### DIRECTIONS FOR THIS TASK
Return, unaltered, every line from the beginning of the material below up to and including the one with "x=703, y=710".

### RECORDS SHOWN

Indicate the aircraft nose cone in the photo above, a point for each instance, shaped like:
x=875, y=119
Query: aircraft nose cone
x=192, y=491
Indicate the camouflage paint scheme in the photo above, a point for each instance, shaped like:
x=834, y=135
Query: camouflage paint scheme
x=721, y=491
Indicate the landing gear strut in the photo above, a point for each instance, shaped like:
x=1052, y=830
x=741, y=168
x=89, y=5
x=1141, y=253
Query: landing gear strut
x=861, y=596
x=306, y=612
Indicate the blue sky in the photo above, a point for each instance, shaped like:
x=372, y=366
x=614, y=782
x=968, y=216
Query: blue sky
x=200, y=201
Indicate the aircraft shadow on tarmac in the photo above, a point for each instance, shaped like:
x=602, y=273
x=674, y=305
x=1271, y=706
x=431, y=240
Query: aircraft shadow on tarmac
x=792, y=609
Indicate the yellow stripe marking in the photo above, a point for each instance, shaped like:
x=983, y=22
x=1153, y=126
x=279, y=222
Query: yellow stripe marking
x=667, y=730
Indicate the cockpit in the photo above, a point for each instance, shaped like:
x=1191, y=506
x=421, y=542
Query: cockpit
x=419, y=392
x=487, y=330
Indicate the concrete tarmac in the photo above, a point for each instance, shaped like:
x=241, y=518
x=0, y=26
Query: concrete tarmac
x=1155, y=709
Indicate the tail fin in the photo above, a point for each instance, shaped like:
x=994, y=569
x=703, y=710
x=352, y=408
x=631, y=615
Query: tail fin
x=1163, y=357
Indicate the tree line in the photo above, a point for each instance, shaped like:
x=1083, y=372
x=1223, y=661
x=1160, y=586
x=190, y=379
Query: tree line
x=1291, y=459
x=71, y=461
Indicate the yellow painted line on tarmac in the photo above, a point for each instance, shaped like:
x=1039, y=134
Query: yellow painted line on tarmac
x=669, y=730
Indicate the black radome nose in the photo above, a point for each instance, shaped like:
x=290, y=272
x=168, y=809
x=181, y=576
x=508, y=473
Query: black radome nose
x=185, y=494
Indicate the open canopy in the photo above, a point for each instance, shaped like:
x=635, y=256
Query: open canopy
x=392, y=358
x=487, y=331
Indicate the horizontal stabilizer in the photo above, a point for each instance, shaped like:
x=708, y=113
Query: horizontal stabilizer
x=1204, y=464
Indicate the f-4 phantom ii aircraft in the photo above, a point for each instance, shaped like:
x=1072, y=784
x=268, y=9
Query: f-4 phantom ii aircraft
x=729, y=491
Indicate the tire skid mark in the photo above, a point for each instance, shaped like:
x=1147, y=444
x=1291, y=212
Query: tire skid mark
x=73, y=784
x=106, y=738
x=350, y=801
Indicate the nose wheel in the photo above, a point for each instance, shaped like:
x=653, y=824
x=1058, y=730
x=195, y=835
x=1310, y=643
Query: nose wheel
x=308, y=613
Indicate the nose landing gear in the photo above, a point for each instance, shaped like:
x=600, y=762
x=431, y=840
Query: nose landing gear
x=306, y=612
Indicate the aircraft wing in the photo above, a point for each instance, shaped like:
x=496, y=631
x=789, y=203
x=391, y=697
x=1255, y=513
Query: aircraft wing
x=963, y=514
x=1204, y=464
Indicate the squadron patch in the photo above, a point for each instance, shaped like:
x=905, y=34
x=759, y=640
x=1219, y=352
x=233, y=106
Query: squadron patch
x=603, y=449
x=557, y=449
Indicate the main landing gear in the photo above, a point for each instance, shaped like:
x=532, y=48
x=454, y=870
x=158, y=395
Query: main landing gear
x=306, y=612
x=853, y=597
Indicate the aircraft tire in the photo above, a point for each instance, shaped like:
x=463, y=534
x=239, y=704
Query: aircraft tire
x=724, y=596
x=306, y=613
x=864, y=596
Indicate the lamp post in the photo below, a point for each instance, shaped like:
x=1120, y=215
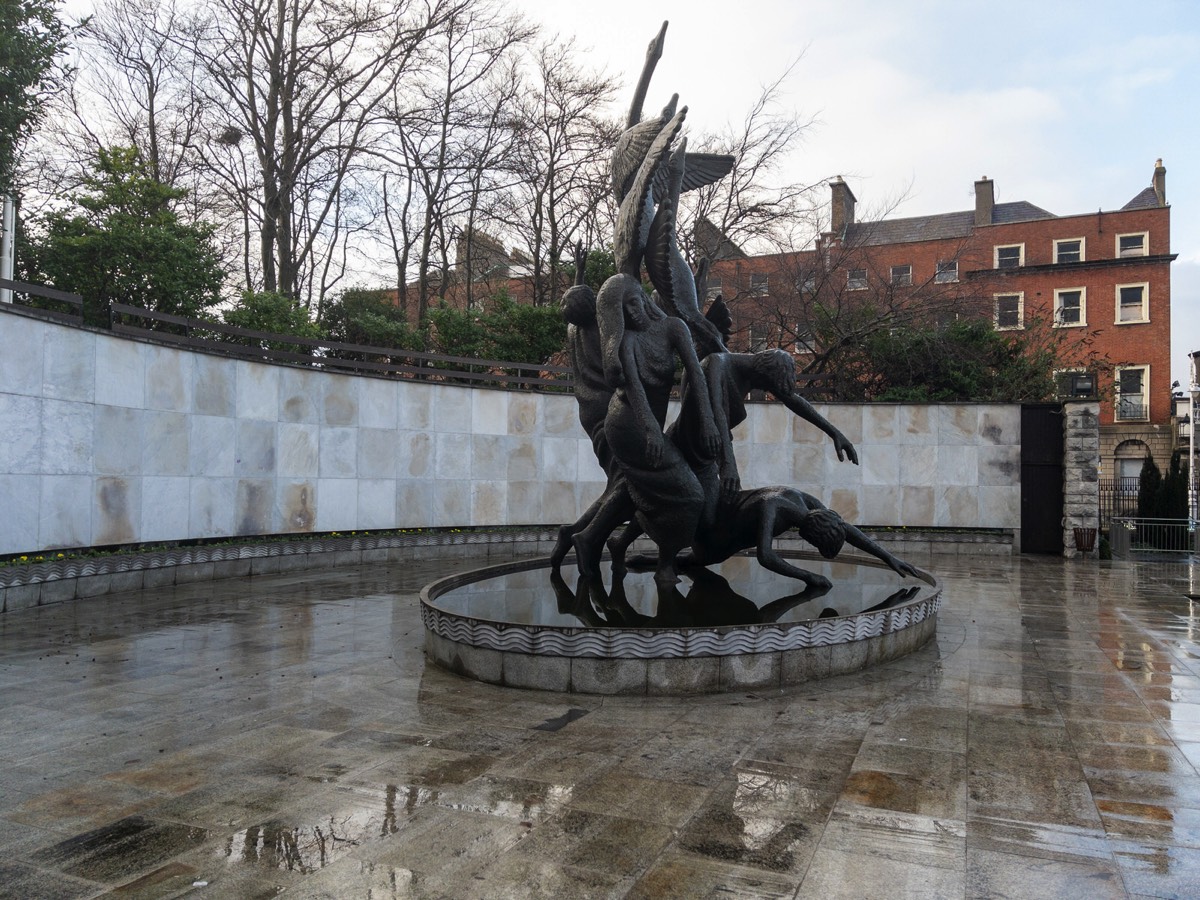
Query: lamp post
x=1193, y=390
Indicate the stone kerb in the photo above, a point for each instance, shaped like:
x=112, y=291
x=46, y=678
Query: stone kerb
x=112, y=441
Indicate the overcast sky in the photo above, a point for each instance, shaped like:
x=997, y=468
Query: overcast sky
x=1065, y=105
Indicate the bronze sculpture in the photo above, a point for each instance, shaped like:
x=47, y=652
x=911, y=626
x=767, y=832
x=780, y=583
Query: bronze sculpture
x=679, y=485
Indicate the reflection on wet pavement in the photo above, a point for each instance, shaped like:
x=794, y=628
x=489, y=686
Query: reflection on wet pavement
x=282, y=736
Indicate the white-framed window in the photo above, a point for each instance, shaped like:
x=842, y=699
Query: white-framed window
x=1069, y=307
x=1133, y=303
x=1133, y=245
x=1009, y=256
x=1074, y=383
x=1009, y=311
x=1133, y=394
x=761, y=336
x=805, y=342
x=1069, y=250
x=947, y=271
x=807, y=282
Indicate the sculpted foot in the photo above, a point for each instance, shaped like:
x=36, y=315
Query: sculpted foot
x=587, y=558
x=562, y=546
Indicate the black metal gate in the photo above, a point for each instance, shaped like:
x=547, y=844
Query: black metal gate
x=1042, y=454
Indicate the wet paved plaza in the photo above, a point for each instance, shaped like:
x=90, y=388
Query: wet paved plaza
x=283, y=736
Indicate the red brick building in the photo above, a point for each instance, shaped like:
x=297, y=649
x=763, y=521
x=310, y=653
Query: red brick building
x=1099, y=281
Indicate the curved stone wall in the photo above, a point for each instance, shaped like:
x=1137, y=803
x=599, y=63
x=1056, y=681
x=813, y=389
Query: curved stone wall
x=113, y=441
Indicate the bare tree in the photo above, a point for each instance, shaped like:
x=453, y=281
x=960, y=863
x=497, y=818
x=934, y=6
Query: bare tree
x=297, y=85
x=561, y=167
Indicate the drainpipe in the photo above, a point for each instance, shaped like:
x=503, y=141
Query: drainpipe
x=7, y=243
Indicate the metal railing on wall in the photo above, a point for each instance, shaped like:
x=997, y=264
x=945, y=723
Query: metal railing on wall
x=1133, y=538
x=216, y=337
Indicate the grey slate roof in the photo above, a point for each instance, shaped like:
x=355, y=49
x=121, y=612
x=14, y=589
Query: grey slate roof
x=939, y=227
x=1146, y=199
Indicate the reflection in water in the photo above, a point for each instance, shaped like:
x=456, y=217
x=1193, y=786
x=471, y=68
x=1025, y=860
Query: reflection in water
x=738, y=592
x=711, y=603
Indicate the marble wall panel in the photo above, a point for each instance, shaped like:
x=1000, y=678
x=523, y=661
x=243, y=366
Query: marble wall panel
x=295, y=505
x=21, y=426
x=337, y=504
x=21, y=371
x=165, y=448
x=490, y=456
x=999, y=465
x=958, y=507
x=1000, y=425
x=414, y=503
x=255, y=505
x=918, y=507
x=339, y=453
x=256, y=455
x=958, y=465
x=169, y=383
x=525, y=503
x=166, y=508
x=377, y=403
x=120, y=372
x=69, y=365
x=522, y=462
x=119, y=437
x=213, y=445
x=845, y=502
x=451, y=409
x=299, y=396
x=1000, y=507
x=115, y=510
x=339, y=401
x=377, y=503
x=880, y=423
x=489, y=502
x=214, y=387
x=451, y=502
x=414, y=406
x=525, y=413
x=417, y=455
x=559, y=417
x=211, y=507
x=297, y=450
x=65, y=516
x=257, y=390
x=66, y=437
x=916, y=465
x=881, y=505
x=958, y=424
x=377, y=453
x=917, y=425
x=453, y=456
x=490, y=412
x=561, y=459
x=22, y=510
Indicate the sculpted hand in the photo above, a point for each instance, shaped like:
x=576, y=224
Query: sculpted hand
x=844, y=448
x=730, y=486
x=654, y=448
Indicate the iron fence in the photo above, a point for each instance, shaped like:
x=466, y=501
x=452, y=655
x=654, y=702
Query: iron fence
x=1133, y=538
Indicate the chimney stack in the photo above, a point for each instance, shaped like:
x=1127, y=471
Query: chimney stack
x=843, y=214
x=985, y=201
x=1159, y=183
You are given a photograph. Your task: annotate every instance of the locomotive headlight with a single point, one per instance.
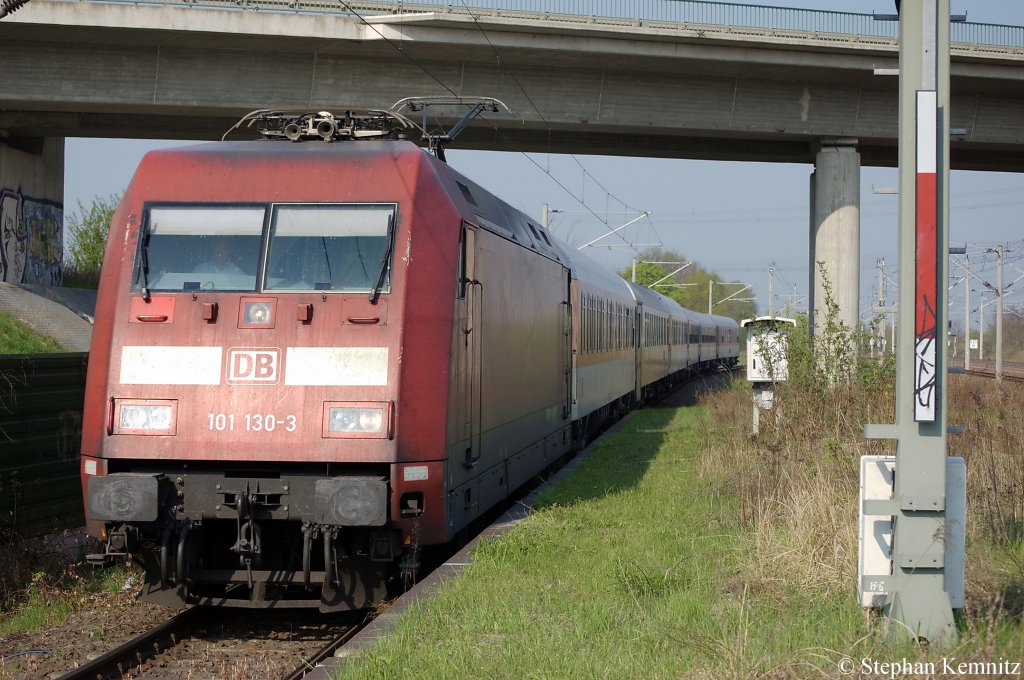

### EXERCISE ANSWER
Indicate the aircraft nose cone in the photo above, a point for each instance, shaped like:
x=875, y=119
Query: aircraft nose cone
x=192, y=491
Indicate the camouflage paint scheme in the photo above, a point for each instance, shaped like:
x=834, y=135
Query: camouflage paint scheme
x=721, y=491
Indicate the landing gear strut in the photo above, a point for each instance, shaped like:
x=1052, y=830
x=741, y=168
x=89, y=5
x=1141, y=253
Query: landing gear strut
x=861, y=596
x=306, y=612
Indicate the blue sky in the photo above, a point for each instance, shaped like:
x=372, y=366
x=614, y=782
x=968, y=216
Query: blue sky
x=200, y=201
Indicate the aircraft shadow on tarmac in the photo above, a point for each instance, shaped like:
x=602, y=273
x=674, y=305
x=1271, y=706
x=431, y=240
Query: aircraft shadow on tarmac
x=792, y=609
Indicate the yellow stripe marking in the photo above, a point for each instance, shaped like:
x=983, y=22
x=1153, y=126
x=279, y=222
Query: yellow stripe marking
x=667, y=730
Indicate the cockpit in the photo above, a point for each instance, shaped like:
x=1191, y=506
x=421, y=542
Query: cockpit
x=419, y=392
x=487, y=330
Indicate the concrete tarmac in the photo above, a point for each instance, shaped like:
x=241, y=518
x=0, y=26
Query: concrete tarmac
x=1155, y=709
Indicate the tail fin in the photo above, a point for each instance, shaped like:
x=994, y=569
x=703, y=710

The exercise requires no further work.